Transcribe the lines below exactly, from the start through the line that contains "[456,215,495,280]", with both ends included and the pictures left out.
==== Exercise materials
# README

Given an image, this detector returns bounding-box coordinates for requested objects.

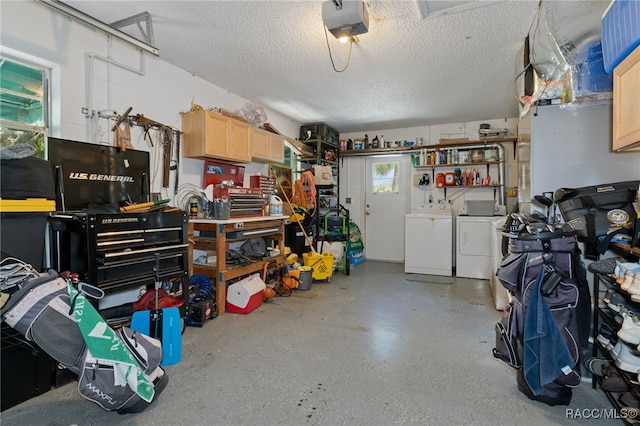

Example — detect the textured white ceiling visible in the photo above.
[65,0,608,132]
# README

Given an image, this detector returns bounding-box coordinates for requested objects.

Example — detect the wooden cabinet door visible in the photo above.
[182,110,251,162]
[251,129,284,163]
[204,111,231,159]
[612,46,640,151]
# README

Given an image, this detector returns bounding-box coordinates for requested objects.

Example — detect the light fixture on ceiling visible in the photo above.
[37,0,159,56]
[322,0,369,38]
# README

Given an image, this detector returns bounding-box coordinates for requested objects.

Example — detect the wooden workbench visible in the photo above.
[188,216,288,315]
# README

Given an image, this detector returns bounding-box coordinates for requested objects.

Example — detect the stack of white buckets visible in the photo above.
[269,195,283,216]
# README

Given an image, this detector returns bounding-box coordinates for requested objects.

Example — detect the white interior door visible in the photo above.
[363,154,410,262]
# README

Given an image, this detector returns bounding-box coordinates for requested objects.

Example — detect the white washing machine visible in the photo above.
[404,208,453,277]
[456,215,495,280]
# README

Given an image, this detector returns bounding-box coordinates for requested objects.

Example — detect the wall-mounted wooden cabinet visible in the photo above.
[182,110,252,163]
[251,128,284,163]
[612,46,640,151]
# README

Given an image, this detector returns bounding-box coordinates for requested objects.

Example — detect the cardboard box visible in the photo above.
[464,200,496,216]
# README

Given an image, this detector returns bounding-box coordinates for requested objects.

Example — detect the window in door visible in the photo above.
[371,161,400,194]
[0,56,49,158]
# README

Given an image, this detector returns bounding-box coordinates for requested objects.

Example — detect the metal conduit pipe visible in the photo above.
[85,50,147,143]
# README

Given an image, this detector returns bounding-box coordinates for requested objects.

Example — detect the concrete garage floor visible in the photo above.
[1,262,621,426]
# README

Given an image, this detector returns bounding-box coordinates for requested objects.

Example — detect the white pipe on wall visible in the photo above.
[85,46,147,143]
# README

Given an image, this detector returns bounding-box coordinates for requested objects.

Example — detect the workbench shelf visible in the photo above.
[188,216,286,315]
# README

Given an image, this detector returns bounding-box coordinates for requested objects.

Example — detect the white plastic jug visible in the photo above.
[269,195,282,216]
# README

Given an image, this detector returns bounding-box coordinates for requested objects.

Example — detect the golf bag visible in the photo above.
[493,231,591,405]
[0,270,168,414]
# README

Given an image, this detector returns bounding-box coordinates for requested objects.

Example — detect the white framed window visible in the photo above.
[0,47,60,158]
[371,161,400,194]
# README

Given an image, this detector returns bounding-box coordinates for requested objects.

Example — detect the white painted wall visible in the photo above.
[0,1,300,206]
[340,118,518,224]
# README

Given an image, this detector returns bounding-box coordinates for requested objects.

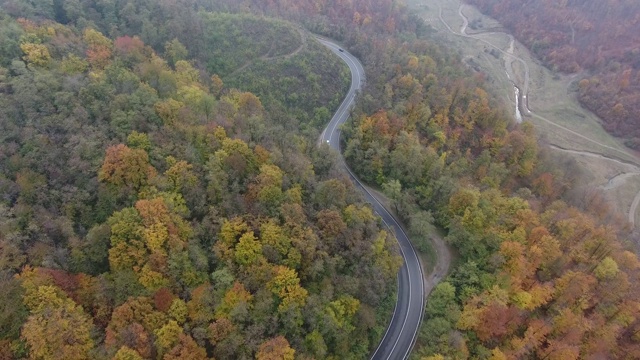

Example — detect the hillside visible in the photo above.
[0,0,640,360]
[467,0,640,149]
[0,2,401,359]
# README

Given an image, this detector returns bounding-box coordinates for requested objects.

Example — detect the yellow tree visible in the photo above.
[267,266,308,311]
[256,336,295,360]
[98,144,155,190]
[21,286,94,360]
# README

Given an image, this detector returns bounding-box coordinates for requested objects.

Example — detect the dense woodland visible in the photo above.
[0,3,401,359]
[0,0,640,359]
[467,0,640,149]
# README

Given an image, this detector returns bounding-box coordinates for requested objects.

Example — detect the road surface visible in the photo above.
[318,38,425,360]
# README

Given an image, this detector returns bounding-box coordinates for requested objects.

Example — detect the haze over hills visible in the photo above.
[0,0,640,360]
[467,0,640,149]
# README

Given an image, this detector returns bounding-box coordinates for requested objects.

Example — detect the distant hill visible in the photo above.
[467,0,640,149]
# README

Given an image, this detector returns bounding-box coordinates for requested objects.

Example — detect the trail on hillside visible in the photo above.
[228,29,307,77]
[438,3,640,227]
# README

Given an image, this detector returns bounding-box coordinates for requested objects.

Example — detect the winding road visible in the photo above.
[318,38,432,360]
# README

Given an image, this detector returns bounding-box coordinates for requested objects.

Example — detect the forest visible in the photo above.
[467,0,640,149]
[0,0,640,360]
========
▶ **Problem solution**:
# README

Given an image, this detector returns bounding-box coordinates for requested objects.


Example — detect the textured white ceiling visible in the photo above.
[65,0,608,132]
# README

Given an image, this detector returns bounding-box coordinates for requested objects.

Example — detect the wooden cabinet door visible in the photo above.
[182,110,251,162]
[251,129,284,163]
[204,111,231,159]
[612,46,640,151]
# README

Given an image, this detector returns bounding-box coordinates for requested objects.

Example — detect the light fixture on ceiling visible in the photo above.
[37,0,159,56]
[322,0,369,38]
# README

Given an image, this detector returns bounding-box coordinates for requested objects.

Example — detect the wooden workbench visible in the photo above.
[188,216,288,315]
# README

Given an image, this detector returns bounding-box coordinates for requested objects.

Example — detect the stack of white buckets visible in the photo above.
[269,195,283,216]
# README

Given an image, this detector returns bounding-box coordinates for requested objects.

Example — detect the white interior door visible in the photo above.
[363,154,410,262]
# README

Given an image, this detector returns bounding-box coordinates for requested objects.

Example — detect the white washing machine visible in the photo above.
[404,208,453,277]
[456,215,495,280]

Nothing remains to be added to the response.